§ WHAT TO DO: Can you rewrite all of the data below as a numbered list, leaving out blank lines and omitting the pictures?

>> start

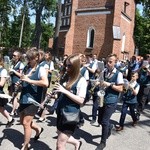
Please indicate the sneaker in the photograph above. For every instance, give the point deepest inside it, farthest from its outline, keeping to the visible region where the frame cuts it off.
(92, 121)
(134, 123)
(101, 146)
(109, 131)
(41, 119)
(119, 128)
(10, 123)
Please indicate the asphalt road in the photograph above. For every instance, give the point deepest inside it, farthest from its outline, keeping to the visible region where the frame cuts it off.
(131, 138)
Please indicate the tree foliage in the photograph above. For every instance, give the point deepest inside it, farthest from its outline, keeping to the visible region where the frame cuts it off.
(34, 34)
(142, 32)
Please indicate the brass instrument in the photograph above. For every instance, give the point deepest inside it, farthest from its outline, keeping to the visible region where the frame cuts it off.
(100, 79)
(127, 85)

>> end

§ ANSWER TO THIS EXERCISE:
1. Please indicate the sneaker in the photograph above. For every instance, give the point deepest inside it, farthest from its outline, keeping to the visible region where the frame cuts it off.
2. (92, 121)
3. (134, 123)
4. (101, 146)
5. (109, 131)
6. (41, 119)
7. (119, 128)
8. (10, 123)
9. Please indicate the asphalt road in the photograph above. For every instance, give the point deepest inside it, farthest from its outline, keeping to the visible region where the frame cuts it off.
10. (131, 138)
11. Please indicate the tree foliage in the photograph above. For every instance, give the point deepest inside it, farthest from its outline, keeping to the visible region where the frame cuts it off.
12. (34, 34)
13. (142, 32)
14. Please indicate the brass instrument in the photograph above. For every instance, give the point deepest inside it, farthest from its outline, keeping to the visible region where the frame cuts it off.
15. (100, 79)
16. (127, 85)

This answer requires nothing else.